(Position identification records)
********
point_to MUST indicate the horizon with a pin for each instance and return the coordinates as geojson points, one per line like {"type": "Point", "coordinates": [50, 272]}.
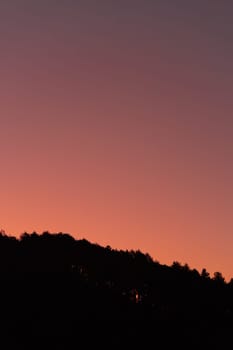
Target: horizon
{"type": "Point", "coordinates": [116, 124]}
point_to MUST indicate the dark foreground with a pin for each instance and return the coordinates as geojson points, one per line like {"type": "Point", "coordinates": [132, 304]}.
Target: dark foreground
{"type": "Point", "coordinates": [59, 287]}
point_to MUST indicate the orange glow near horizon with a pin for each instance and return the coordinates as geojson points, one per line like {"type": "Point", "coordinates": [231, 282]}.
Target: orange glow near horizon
{"type": "Point", "coordinates": [116, 126]}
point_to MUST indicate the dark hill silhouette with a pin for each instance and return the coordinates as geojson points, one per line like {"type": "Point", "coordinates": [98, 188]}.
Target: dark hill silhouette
{"type": "Point", "coordinates": [52, 283]}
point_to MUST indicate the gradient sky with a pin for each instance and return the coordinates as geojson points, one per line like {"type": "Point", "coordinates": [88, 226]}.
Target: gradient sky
{"type": "Point", "coordinates": [116, 124]}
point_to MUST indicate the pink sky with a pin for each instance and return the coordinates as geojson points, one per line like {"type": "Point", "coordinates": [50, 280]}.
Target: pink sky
{"type": "Point", "coordinates": [116, 125]}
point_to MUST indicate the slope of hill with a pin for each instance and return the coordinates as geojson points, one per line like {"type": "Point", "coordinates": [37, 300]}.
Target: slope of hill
{"type": "Point", "coordinates": [51, 283]}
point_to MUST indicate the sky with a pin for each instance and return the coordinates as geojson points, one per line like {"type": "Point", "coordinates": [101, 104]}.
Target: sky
{"type": "Point", "coordinates": [116, 123]}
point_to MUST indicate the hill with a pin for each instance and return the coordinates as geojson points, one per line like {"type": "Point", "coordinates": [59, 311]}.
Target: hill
{"type": "Point", "coordinates": [53, 284]}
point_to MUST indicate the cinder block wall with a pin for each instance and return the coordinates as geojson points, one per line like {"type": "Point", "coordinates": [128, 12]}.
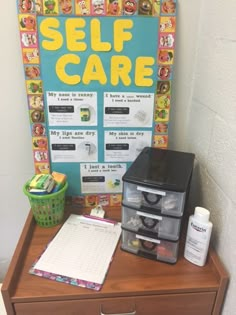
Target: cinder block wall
{"type": "Point", "coordinates": [206, 123]}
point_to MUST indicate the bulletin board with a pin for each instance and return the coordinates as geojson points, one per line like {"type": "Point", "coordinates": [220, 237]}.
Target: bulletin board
{"type": "Point", "coordinates": [98, 77]}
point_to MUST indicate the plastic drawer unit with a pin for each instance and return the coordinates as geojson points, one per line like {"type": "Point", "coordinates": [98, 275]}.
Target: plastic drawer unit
{"type": "Point", "coordinates": [159, 179]}
{"type": "Point", "coordinates": [151, 224]}
{"type": "Point", "coordinates": [156, 249]}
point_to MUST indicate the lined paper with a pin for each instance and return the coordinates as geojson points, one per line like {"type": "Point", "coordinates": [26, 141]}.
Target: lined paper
{"type": "Point", "coordinates": [82, 249]}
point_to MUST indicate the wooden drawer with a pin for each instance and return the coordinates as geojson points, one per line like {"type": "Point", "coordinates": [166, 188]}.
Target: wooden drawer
{"type": "Point", "coordinates": [184, 304]}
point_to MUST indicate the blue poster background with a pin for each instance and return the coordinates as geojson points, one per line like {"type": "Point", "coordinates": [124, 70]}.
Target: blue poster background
{"type": "Point", "coordinates": [144, 43]}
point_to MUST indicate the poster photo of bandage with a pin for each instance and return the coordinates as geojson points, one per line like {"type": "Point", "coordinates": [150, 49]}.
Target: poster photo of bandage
{"type": "Point", "coordinates": [98, 79]}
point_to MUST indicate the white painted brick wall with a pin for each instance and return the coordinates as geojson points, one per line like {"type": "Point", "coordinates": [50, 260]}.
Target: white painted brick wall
{"type": "Point", "coordinates": [210, 118]}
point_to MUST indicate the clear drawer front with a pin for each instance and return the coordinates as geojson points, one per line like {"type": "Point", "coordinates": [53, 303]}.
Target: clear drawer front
{"type": "Point", "coordinates": [168, 202]}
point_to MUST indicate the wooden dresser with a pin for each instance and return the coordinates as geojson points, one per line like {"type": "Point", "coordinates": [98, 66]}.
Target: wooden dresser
{"type": "Point", "coordinates": [134, 285]}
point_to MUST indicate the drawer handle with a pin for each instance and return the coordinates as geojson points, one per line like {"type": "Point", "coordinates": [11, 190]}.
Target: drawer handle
{"type": "Point", "coordinates": [151, 202]}
{"type": "Point", "coordinates": [132, 313]}
{"type": "Point", "coordinates": [148, 222]}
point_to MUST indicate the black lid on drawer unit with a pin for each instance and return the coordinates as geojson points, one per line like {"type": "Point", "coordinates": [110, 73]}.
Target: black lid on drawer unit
{"type": "Point", "coordinates": [160, 168]}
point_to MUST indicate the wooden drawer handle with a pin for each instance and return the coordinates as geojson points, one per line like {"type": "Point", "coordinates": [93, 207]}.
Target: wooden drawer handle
{"type": "Point", "coordinates": [132, 313]}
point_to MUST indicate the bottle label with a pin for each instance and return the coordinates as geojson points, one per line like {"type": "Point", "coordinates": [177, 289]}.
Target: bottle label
{"type": "Point", "coordinates": [197, 243]}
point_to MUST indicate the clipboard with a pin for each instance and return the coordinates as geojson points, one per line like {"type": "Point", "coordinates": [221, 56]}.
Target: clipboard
{"type": "Point", "coordinates": [80, 253]}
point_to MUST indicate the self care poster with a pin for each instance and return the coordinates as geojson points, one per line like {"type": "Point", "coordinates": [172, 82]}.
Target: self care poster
{"type": "Point", "coordinates": [98, 77]}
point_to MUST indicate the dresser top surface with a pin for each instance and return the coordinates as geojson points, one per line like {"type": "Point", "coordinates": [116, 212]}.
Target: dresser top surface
{"type": "Point", "coordinates": [128, 274]}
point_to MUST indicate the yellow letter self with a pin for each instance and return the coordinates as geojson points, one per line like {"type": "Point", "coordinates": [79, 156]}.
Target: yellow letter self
{"type": "Point", "coordinates": [120, 69]}
{"type": "Point", "coordinates": [96, 43]}
{"type": "Point", "coordinates": [73, 35]}
{"type": "Point", "coordinates": [120, 35]}
{"type": "Point", "coordinates": [142, 71]}
{"type": "Point", "coordinates": [61, 64]}
{"type": "Point", "coordinates": [47, 29]}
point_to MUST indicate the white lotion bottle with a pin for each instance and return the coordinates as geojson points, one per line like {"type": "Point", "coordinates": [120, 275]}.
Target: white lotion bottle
{"type": "Point", "coordinates": [198, 237]}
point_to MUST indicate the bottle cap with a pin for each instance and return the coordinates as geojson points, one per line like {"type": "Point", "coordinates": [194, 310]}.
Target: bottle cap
{"type": "Point", "coordinates": [202, 214]}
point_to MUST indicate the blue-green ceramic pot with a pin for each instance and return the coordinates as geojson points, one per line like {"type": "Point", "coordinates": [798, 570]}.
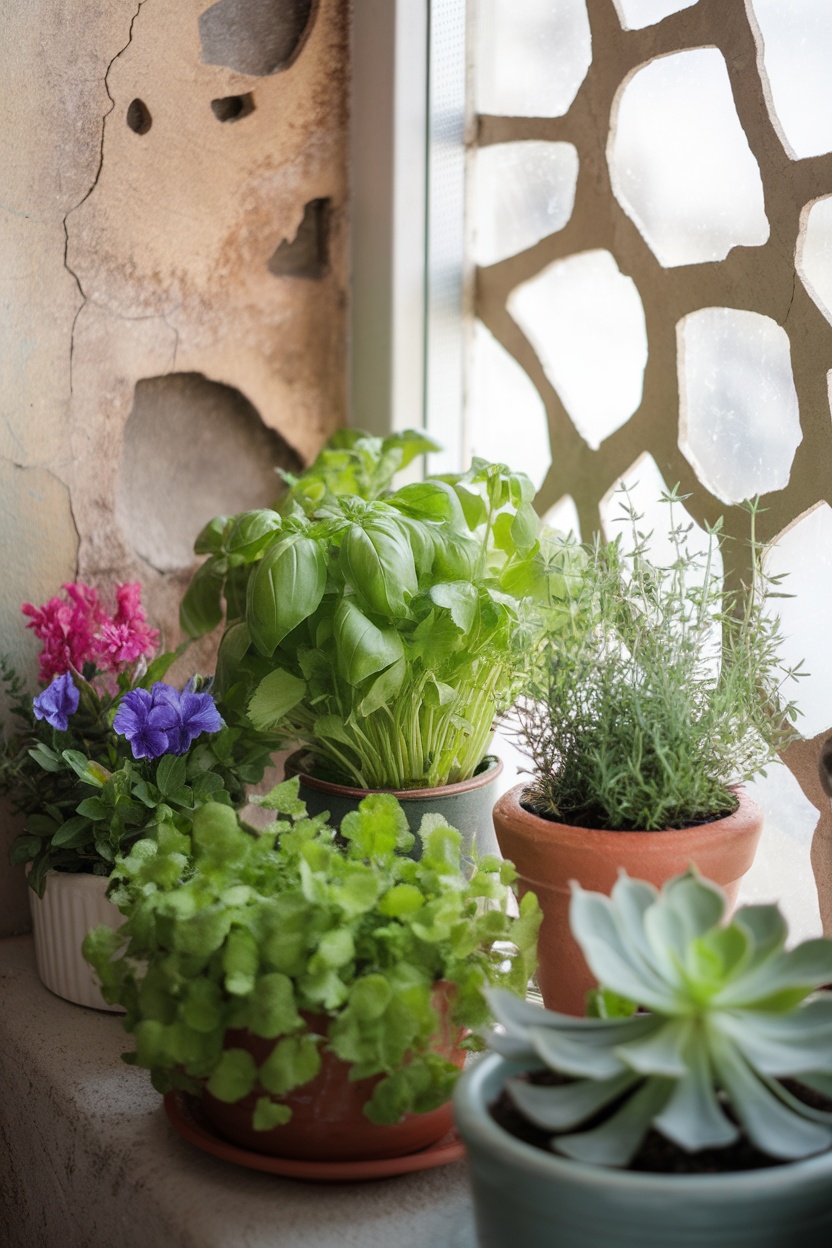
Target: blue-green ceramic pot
{"type": "Point", "coordinates": [465, 805]}
{"type": "Point", "coordinates": [529, 1198]}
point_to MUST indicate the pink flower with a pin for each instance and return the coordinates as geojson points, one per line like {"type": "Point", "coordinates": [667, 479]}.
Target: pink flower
{"type": "Point", "coordinates": [79, 630]}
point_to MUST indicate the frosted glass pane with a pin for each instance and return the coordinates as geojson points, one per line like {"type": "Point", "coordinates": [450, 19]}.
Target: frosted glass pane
{"type": "Point", "coordinates": [508, 418]}
{"type": "Point", "coordinates": [585, 321]}
{"type": "Point", "coordinates": [813, 261]}
{"type": "Point", "coordinates": [635, 14]}
{"type": "Point", "coordinates": [796, 54]}
{"type": "Point", "coordinates": [680, 162]}
{"type": "Point", "coordinates": [522, 192]}
{"type": "Point", "coordinates": [532, 56]}
{"type": "Point", "coordinates": [805, 552]}
{"type": "Point", "coordinates": [782, 870]}
{"type": "Point", "coordinates": [645, 487]}
{"type": "Point", "coordinates": [740, 422]}
{"type": "Point", "coordinates": [563, 517]}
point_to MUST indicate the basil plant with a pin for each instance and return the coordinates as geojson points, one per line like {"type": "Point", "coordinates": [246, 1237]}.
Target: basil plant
{"type": "Point", "coordinates": [726, 1032]}
{"type": "Point", "coordinates": [382, 634]}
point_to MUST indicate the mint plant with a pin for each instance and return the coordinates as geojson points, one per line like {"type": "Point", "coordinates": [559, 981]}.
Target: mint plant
{"type": "Point", "coordinates": [727, 1025]}
{"type": "Point", "coordinates": [384, 635]}
{"type": "Point", "coordinates": [228, 930]}
{"type": "Point", "coordinates": [654, 690]}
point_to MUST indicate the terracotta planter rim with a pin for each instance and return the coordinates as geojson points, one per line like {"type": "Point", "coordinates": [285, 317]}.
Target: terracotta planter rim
{"type": "Point", "coordinates": [510, 806]}
{"type": "Point", "coordinates": [477, 781]}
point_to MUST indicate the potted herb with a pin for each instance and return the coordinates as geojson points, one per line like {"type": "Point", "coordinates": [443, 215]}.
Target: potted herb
{"type": "Point", "coordinates": [653, 695]}
{"type": "Point", "coordinates": [94, 759]}
{"type": "Point", "coordinates": [705, 1121]}
{"type": "Point", "coordinates": [382, 635]}
{"type": "Point", "coordinates": [286, 979]}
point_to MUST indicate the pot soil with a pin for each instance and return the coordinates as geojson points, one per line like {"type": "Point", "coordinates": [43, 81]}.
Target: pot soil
{"type": "Point", "coordinates": [467, 805]}
{"type": "Point", "coordinates": [532, 1197]}
{"type": "Point", "coordinates": [549, 855]}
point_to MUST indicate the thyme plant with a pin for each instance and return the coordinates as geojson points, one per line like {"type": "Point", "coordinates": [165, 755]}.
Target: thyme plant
{"type": "Point", "coordinates": [654, 690]}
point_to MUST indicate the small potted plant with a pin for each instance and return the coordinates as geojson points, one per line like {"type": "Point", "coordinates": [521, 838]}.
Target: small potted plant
{"type": "Point", "coordinates": [704, 1120]}
{"type": "Point", "coordinates": [653, 695]}
{"type": "Point", "coordinates": [94, 759]}
{"type": "Point", "coordinates": [382, 635]}
{"type": "Point", "coordinates": [311, 994]}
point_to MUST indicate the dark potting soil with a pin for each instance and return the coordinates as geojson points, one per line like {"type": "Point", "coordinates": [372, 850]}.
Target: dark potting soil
{"type": "Point", "coordinates": [656, 1156]}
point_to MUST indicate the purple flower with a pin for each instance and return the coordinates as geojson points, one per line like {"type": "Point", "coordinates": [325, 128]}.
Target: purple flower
{"type": "Point", "coordinates": [58, 702]}
{"type": "Point", "coordinates": [164, 720]}
{"type": "Point", "coordinates": [146, 721]}
{"type": "Point", "coordinates": [197, 715]}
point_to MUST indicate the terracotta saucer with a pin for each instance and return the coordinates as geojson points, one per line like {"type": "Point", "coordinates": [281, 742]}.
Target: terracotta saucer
{"type": "Point", "coordinates": [183, 1115]}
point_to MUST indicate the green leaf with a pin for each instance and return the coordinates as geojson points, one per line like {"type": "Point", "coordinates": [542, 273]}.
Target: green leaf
********
[Task requirements]: Reproduce word for word the stretch of the records from the line containing "point_to MUST indicate the green" through the end of the records.

[Task output]:
point_to MUST indicate the green leaf with a pin for each instance and return the coordinates as geojson points, one per line like {"type": "Point", "coordinates": [542, 273]}.
Target: green leaf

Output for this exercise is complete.